Desde 75, arquitetos propõem projetos para o local, mas idéias esbarram na falta de recursos e no impacto no trânsito

Sonho de demolir o Minhocão faz 30 anos

DA REPORTAGEM LOCAL

O prefeito havia sido empossado pouco tempo antes quando foi procurado por um arquiteto. Com uma série de argumentos, o profissional sugeriu ao político que demolisse o elevado Costa e Silva, popularmente conhecido como Minhocão e criticado como uma das obras mais feias de São Paulo. O prefeito, porém, nem sequer levou a idéia a sério. Pensando no custo político que a decisão lhe causaria, respondeu, brincando: "Você está querendo derrubar o Minhocão ou me derrubar?"
A anedota é real, e quem a conta é Roberto Mac Fadden, que ouviu o bem-humorado -mas direto- "não" do então prefeito Olavo Setúbal. A demolição do elevado, afirma ele, era necessária para a ampliação do metrô rumo à Barra Funda, zona oeste da cidade. "A linha precisou seguir um caminho tortuoso e mais caro devido ao Minhocão", diz o arquiteto. O elevado foi inaugurado por Paulo Maluf em 1971, e essa foi a primeira proposta feita à prefeitura para destruí-lo. O ano? 1975.
Nesses últimos 30 anos não faltaram outros pedidos, acompanhados de pesquisas e projetos, para que o viaduto fosse destruído ou, ao menos, passasse por um processo de requalificação. Na última semana, a discussão voltou à tona com a declaração do prefeito José Serra (PSDB) de que a demolição do elevado está sendo analisada por sua equipe técnica.
As idéias, porém, sempre esbarram nos mesmos problemas: custos e o impacto no trânsito.
Mais uma vez, Mac Fadden foi à prefeitura apresentar dados relacionados ao Minhocão. Na quarta-feira, ele se reuniu com a arquiteta Regina Monteiro, diretora da Emurb, que está montando um estudo sobre o viaduto.

Jardins da Babilônia
Há, porém, uma grande variedade de soluções elaboradas fora do governo. Uma delas é a do arquiteto Pitanga do Amparo, que prevê a transformação do elevado em um grande jardim suspenso.
Pelo projeto, o local teria duas faixas, destinadas a ônibus elétricos -o resto do espaço seria ocupado por jardins. O acesso aos pontos de ônibus seria por meio de plataformas entre o elevado e os prédios do entorno. "Fiz o projeto em 1986. O Jânio [Quadros, prefeito de São Paulo pela última vez entre 1986 e 1988] adorou."
Michel Gorski é outro arquiteto que também já levou sua proposta à prefeitura. De fato, ele tem levado sua proposta ao governo há pelo menos 12 anos. "A primeira vez foi na segunda gestão de Maluf [93-96]", diz Gorski. O projeto prevê a demolição do elevado. Não aborda, porém, veículos. "O trânsito tende a se acomodar."

**O que fazer**
(a) Reproduza do texto sobre o Minhocão o trecho que começa em "As idéias, porém, sempre" e termina em "sobre o viaduto.".
(b) Resuma o texto sobre o Minhocão em duas frases.
(c) Continue o texto sobre o Minhocão a partir do ponto em que ele termina.
A listagem abaixo vem de uma fonte diferente.

**Material fornecido**

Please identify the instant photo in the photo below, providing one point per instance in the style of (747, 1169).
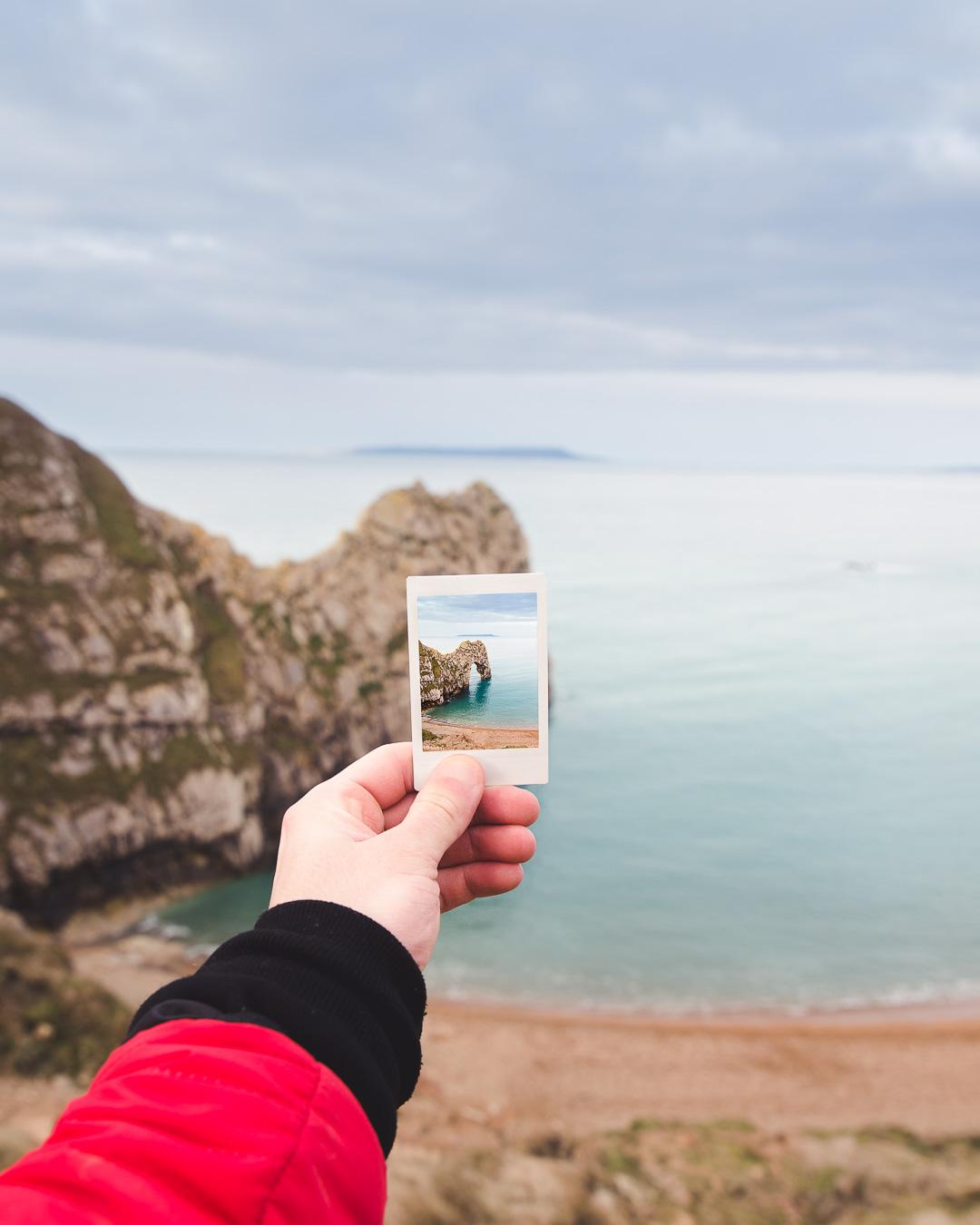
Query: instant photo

**Respostas na ordem**
(a)
As idéias, porém, sempre esbarram nos mesmos problemas: custos e o impacto no trânsito.
Mais uma vez, Mac Fadden foi à prefeitura apresentar dados relacionados ao Minhocão. Na quarta-feira, ele se reuniu com a arquiteta Regina Monteiro, diretora da Emurb, que está montando um estudo sobre o viaduto.

(b) Desde 1975, arquitetos propõem demolir ou requalificar o Minhocão, elevado inaugurado por Paulo Maluf em 1971, mas as ideias sempre esbarram nos custos e no impacto no trânsito. Entre as propostas está a de Pitanga do Amparo, que transformaria o elevado em um jardim suspenso com faixas para ônibus elétricos, e a de Michel Gorski, que prevê a demolição.

(c)
Para não comprometer o fluxo de veículos, o engenheiro de tráfego José Tadeu Braz, da Brazhuman Engenharia e Consultoria, elaborou um estudo que remete às passagens feitas nos cruzamentos da Faria Lima com as avenidas Rebouças e Cidade Jardim (zona oeste). Segundo ele, se o Minhocão for demolido, a São João pode ter uma faixa para o fluxo mais rápido, que disporia de passagens subterrâneas nos cruzamentos.

Novo Minhocão
Embora considere a demolição a melhor alternativa, o arquiteto Ruy Ohtake pensou numa forma de harmonizar o elevado e o entorno. O novo Minhocão, diz, deveria atender a três aspectos.
O primeiro é a convivência com os moradores -para isso, ele deveria ser mais estreito e ter uma parede lateral alta, que diminuísse o incômodo do barulho e da fumaça. Outro aspecto é a relação da estrutura com quem passa sob ela. "A largura [do elevado] não pode ser maior do que a altura, ou a passagem sob ele fica sombria, desagradável." Por fim, diz o arquiteto, é preciso ter um desenho que contemple a questão estética.
Ohtake diz que estudou o Minhocão ao projetar o Fura-Fila, para evitar que o novo equipamento repetisse os mesmos erros. As obras do Fura-Fila, porém, estão paradas. No último mês, Serra foi a Brasília pedir cerca de R$ 200 milhões para concluir o projeto.

Moradores
A proposta de demolição divide os moradores dos edifícios que ficam ao lado do elevado.
Para a dona-de-casa Luzinete da Silva Leitão, 66, que mora na avenida São João desde que o Minhocão foi inaugurado, o trânsito se complicaria ainda mais com o fim do elevado.
Já a enfermeira Waldete Brás, 50, que mora há três anos na região, diz que seu apartamento chega a tremer com a passagem dos carros. Ela gostaria que a demolição fosse feita, mas teme o impacto na estrutura dos prédios.
Uma coisa, porém, é unanimidade entre os moradores ouvidos pela reportagem: todos pedem uma solução para os moradores de rua instalados sob o viaduto. A aposentada Irene Costa, 68, acha que o local é um reduto de mendigos. "O governo deveria se preocupar era em tirar eles de lá."